SUPERIOR COURT OF NEW JERSEY APPELLATE DIVISION
Mar 27, 2013
DOCKET NO. A-4638-10T1 (App. Div. Mar. 27, 2013)

Opinion

DOCKET NO. A-4638-10T1 DOCKET NO. A-1566-12T1

03-27-2013

NEW JERSEY DIVISION OF YOUTH AND FAMILY SERVICES, Plaintiff-Respondent, v. Y.Z., Defendant-Appellant. IN THE MATTER OF THE GUARDIANSHIP OF D.Z., Minor.

Joseph E. Krakora, Public Defender, attorney for appellant (Rebekah E. Heilman, Designated Counsel). Jeffrey S. Chiesa, Attorney General, attorney for respondent (Andrea M. Silkowitz, Assistant Attorney General, of counsel; Ann Avram Huber, Deputy Attorney General). Joseph E. Krakora, Public Defender, Law Guardian, attorney for minor D.Z. (Charles Ouslander, Designated Counsel).


RECORD IMPOUNDED


NOT FOR PUBLICATION WITHOUT THE

APPROVAL OF THE APPELLATE DIVISION

A-4638-10T1 Argued Telephonically June 4, 2012 - Decided June 14, 2012.

Remanded from Supreme Court and Consolidated with A-1566-12T1 March 13, 2013.

Before Judges Reisner and Hayden.

## Given task A
Answer these questions from the court opinion excerpt, one answer per line, each marked to match its question:
(i) Before which judges was the matter heard?
(ii) On what date was A-4638-10T1 argued telephonically?
(iii) Who served as designated counsel for the appellant?
The court opinion and the records that follow it bear no relation to one another.

## Stored data
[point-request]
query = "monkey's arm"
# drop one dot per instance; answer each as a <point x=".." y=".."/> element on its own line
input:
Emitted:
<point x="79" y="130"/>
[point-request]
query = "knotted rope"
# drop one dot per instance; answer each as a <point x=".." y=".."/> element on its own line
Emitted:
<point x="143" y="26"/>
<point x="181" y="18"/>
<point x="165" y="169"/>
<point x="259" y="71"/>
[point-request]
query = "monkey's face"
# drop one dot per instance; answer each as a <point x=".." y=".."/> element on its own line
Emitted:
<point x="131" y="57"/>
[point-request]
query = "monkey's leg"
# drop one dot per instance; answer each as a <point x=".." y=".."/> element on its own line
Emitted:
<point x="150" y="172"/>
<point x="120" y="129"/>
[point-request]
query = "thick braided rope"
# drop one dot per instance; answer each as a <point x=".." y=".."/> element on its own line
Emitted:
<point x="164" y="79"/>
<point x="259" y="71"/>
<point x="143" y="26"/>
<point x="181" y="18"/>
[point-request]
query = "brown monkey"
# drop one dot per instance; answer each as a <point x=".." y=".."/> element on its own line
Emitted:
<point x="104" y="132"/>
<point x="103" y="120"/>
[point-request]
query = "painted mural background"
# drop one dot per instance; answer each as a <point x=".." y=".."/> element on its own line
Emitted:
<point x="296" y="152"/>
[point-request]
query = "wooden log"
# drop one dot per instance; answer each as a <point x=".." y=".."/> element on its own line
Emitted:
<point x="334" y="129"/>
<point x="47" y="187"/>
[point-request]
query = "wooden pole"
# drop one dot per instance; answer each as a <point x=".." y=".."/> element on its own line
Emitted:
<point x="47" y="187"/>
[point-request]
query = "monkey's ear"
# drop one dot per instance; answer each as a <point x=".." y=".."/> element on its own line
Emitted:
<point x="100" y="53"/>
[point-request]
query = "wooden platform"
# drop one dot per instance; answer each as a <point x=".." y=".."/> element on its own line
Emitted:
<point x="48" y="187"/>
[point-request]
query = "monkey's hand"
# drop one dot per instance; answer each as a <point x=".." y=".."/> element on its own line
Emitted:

## Given task B
Gather every line of the records that contains the string "query", matching case exactly.

## Full solution A
(i) Judges Reisner and Hayden
(ii) June 4, 2012
(iii) Rebekah E. Heilman

## Full solution B
query = "monkey's arm"
query = "knotted rope"
query = "monkey's face"
query = "monkey's leg"
query = "thick braided rope"
query = "brown monkey"
query = "painted mural background"
query = "wooden log"
query = "wooden pole"
query = "monkey's ear"
query = "wooden platform"
query = "monkey's hand"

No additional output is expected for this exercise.